Raw records
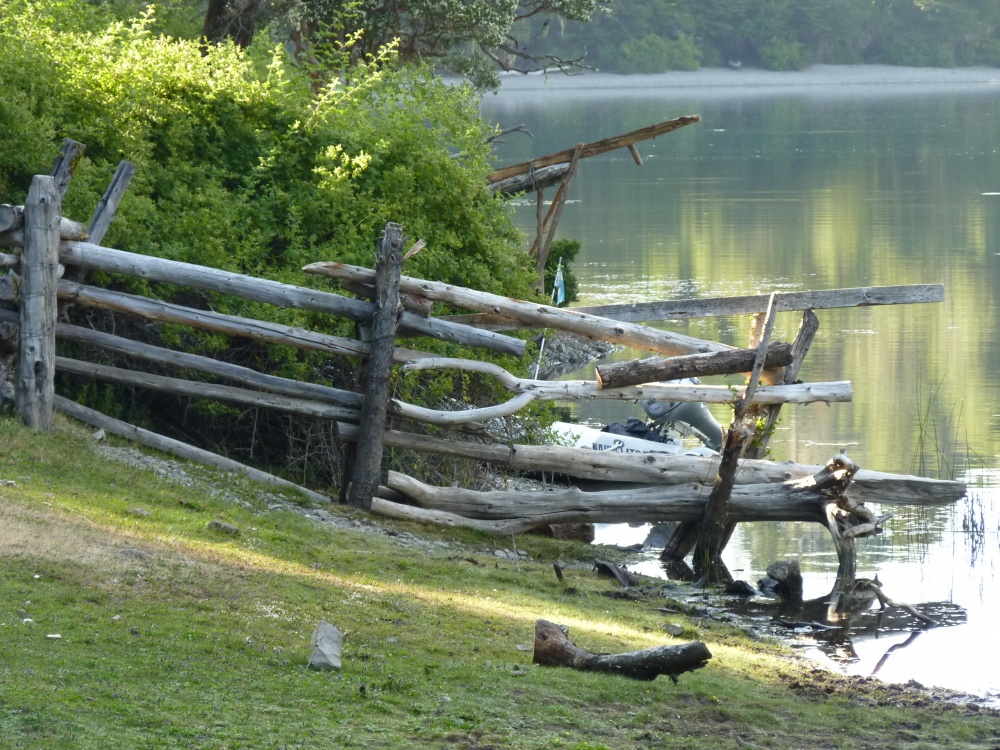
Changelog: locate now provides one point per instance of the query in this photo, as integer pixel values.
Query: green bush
(783, 54)
(656, 54)
(243, 166)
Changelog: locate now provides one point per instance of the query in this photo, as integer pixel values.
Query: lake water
(826, 179)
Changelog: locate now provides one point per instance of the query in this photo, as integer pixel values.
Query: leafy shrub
(243, 166)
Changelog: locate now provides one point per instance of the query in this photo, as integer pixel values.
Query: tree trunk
(366, 473)
(230, 19)
(36, 362)
(554, 649)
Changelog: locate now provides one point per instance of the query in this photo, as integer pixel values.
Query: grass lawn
(127, 622)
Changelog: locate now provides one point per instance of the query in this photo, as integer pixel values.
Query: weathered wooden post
(366, 472)
(34, 374)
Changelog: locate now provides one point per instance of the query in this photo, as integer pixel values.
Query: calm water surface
(799, 188)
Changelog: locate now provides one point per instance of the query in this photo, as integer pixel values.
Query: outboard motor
(686, 417)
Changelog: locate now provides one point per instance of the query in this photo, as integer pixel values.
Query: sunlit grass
(175, 635)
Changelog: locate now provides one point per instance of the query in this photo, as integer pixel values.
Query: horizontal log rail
(178, 448)
(213, 391)
(533, 314)
(97, 258)
(687, 309)
(183, 360)
(233, 325)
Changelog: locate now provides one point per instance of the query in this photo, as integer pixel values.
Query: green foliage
(242, 166)
(655, 54)
(654, 35)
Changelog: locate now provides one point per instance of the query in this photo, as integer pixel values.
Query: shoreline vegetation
(151, 603)
(826, 79)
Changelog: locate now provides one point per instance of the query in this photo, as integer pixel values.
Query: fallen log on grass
(613, 471)
(553, 648)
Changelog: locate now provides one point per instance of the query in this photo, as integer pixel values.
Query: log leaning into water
(567, 390)
(654, 369)
(617, 471)
(553, 648)
(686, 309)
(796, 500)
(597, 147)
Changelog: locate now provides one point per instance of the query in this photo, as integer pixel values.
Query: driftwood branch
(636, 471)
(568, 390)
(686, 309)
(554, 649)
(597, 147)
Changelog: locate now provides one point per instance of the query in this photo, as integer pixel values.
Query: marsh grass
(173, 635)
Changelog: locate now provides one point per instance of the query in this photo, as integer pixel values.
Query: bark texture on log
(553, 648)
(533, 314)
(95, 257)
(631, 471)
(229, 324)
(36, 363)
(366, 473)
(597, 147)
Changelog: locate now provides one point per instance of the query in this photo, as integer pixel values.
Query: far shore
(817, 79)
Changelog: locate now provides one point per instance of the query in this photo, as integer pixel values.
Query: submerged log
(553, 648)
(562, 390)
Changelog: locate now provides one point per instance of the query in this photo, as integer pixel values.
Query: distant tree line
(651, 36)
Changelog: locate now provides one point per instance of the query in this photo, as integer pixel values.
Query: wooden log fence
(709, 495)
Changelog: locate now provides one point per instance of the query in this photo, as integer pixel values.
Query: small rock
(223, 527)
(740, 588)
(327, 642)
(787, 577)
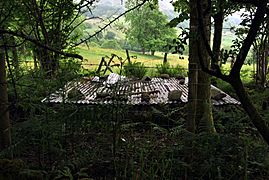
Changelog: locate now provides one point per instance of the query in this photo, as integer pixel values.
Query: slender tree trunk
(199, 99)
(35, 59)
(218, 24)
(5, 139)
(252, 112)
(15, 59)
(165, 58)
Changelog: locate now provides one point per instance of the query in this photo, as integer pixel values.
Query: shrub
(136, 69)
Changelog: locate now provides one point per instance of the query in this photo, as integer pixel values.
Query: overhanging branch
(107, 25)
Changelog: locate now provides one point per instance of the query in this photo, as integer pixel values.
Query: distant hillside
(108, 8)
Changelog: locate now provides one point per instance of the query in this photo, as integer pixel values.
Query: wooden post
(128, 56)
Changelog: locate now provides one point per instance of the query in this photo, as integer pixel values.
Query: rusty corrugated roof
(127, 92)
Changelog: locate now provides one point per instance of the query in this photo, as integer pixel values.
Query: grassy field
(93, 55)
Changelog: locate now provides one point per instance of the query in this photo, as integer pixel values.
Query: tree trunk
(218, 23)
(5, 139)
(165, 58)
(15, 59)
(248, 106)
(199, 100)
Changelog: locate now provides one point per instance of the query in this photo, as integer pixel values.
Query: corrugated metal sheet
(125, 91)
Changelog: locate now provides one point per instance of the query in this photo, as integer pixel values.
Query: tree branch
(107, 25)
(36, 42)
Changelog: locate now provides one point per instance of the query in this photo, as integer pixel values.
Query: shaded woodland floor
(107, 142)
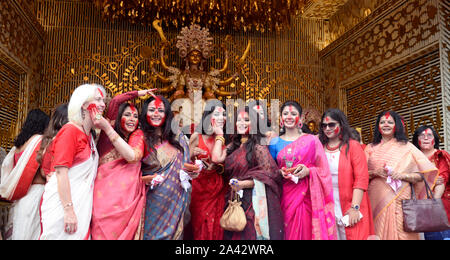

◆ **Short task**
Copy out every line of the records above that contains the word "wooden".

◆ **Written reply**
Query: weathered wooden post
Query: wooden log fence
Query: wooden post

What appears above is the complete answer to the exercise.